▼

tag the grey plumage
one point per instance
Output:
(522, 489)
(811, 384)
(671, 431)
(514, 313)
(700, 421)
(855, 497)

▲

**What you will do**
Every line of the data above belongs in the answer, unchanged.

**Written reply**
tag the grey plumage
one point per instance
Output:
(522, 489)
(811, 384)
(671, 431)
(514, 313)
(700, 421)
(855, 497)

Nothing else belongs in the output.